>> Start Supplied records

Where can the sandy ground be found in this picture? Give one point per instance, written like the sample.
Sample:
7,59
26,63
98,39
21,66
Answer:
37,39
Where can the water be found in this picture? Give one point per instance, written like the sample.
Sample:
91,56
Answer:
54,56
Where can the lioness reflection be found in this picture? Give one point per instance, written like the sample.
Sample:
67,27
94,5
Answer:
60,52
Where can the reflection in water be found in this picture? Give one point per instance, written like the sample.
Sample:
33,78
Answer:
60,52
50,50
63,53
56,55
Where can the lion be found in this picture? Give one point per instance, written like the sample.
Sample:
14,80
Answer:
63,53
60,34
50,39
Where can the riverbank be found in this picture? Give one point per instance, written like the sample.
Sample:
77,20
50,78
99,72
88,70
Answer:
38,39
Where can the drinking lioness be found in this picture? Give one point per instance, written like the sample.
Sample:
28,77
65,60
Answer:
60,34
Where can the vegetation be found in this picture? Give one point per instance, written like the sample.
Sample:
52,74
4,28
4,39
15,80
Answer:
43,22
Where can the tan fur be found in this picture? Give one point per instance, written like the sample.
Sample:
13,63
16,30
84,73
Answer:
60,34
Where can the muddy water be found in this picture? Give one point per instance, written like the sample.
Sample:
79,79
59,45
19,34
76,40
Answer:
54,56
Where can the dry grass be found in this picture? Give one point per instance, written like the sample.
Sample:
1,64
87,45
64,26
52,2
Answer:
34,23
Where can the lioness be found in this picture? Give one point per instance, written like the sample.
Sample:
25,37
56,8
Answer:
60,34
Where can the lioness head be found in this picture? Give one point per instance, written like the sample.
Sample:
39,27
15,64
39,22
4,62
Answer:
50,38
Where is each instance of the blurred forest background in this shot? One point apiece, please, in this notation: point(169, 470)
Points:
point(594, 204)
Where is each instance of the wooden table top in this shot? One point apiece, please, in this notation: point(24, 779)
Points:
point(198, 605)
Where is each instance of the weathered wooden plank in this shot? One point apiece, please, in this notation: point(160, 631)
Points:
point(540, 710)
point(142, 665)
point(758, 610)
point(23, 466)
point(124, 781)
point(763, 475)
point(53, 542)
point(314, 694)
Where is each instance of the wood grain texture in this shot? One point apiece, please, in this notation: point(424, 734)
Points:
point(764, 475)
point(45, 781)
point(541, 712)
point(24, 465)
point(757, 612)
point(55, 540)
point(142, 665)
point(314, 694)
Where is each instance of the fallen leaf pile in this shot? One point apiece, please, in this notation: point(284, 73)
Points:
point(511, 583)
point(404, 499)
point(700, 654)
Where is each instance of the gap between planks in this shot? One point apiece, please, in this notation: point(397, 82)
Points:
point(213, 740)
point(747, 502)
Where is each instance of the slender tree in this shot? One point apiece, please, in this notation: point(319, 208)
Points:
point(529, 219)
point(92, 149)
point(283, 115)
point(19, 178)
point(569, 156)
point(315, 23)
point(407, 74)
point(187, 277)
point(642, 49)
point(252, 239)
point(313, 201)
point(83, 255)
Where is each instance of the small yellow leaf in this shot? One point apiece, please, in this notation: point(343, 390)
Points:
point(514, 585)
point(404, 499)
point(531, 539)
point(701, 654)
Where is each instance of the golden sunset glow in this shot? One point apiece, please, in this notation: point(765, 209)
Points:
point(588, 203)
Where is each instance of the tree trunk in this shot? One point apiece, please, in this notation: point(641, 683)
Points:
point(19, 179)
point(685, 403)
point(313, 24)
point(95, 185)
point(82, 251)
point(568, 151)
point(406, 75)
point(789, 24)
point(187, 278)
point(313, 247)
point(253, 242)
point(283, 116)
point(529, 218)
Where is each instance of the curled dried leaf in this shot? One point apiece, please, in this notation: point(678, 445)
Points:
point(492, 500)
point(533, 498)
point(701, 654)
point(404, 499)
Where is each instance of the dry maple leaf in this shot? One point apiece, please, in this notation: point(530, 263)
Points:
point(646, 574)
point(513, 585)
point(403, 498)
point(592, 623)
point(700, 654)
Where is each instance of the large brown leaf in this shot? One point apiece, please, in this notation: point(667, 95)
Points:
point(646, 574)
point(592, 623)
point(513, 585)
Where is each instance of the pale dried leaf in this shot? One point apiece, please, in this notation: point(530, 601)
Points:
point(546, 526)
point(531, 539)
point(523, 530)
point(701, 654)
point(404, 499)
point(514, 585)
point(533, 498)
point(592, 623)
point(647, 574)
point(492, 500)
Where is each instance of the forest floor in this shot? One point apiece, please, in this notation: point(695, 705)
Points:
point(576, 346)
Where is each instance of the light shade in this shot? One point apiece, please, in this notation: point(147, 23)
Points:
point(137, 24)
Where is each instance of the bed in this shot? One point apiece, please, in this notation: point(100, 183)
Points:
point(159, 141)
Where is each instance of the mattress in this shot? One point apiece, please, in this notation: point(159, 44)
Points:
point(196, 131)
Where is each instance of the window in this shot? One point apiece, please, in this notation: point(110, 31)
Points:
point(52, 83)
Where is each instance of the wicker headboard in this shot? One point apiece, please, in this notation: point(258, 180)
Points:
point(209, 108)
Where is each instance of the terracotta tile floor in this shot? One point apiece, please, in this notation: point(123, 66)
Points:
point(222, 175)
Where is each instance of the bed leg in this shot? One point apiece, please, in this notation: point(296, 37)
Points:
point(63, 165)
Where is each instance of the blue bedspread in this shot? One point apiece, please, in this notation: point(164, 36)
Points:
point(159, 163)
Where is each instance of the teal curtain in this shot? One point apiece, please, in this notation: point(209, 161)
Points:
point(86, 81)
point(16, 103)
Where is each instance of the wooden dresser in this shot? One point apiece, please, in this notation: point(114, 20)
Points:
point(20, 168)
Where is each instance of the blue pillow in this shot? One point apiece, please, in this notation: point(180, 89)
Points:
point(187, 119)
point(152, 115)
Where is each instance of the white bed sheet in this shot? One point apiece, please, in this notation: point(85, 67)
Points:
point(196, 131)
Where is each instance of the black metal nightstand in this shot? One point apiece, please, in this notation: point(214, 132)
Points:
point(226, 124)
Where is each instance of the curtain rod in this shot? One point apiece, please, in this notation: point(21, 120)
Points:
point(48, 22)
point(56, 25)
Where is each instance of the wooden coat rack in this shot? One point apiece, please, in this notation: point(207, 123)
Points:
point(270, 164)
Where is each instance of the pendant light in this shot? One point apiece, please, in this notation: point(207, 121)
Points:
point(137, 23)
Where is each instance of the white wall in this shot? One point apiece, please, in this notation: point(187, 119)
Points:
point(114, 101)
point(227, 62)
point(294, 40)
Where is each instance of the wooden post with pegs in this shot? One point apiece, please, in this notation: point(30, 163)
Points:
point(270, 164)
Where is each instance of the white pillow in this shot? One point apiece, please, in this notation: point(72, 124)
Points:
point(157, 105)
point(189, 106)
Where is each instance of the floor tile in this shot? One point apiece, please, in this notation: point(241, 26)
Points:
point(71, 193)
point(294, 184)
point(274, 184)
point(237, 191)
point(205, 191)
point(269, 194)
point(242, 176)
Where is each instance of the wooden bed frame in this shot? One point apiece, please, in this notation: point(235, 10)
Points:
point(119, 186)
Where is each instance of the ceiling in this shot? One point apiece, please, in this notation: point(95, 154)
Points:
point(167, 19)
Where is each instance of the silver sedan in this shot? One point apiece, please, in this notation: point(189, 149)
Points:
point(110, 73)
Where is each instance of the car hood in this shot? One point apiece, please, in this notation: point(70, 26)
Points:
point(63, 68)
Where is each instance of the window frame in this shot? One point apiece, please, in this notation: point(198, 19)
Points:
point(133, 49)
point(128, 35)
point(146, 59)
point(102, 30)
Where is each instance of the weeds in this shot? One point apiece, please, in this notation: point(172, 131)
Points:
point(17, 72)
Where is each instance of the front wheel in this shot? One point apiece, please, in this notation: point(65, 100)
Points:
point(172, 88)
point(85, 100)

>> End Supplied records

### Task requirements
Format the stretch of the records from the line containing "Where is each instance of the mattress" through the line containing "point(159, 163)" as a Markdown table with the columns Row and Line, numbering each row and omitting blank lines.

### Exercise output
| Row | Line |
|---|---|
| 1 | Where is each instance of the mattress in this shot? One point apiece, please, in this notation: point(159, 44) |
| 2 | Points: |
| 3 | point(196, 131) |
| 4 | Where is each instance of the window in this shot? One point apiece, please, in this notation: point(110, 31) |
| 5 | Points: |
| 6 | point(52, 83) |
| 7 | Where is each instance of the wicker headboard in this shot? One point apiece, please, in this notation: point(258, 180) |
| 8 | Points: |
| 9 | point(209, 108) |
| 10 | Where is each instance of the terracotta tile floor in this shot? One point apiece, please, in this notation: point(123, 66) |
| 11 | Points: |
| 12 | point(222, 175) |
| 13 | Where is each instance of the bed leg in this shot? One point apiece, please, in this notation: point(296, 37) |
| 14 | Points: |
| 15 | point(63, 165) |
| 16 | Where is each instance of the blue bedspread in this shot? One point apiece, please, in this notation: point(164, 36) |
| 17 | Points: |
| 18 | point(159, 163) |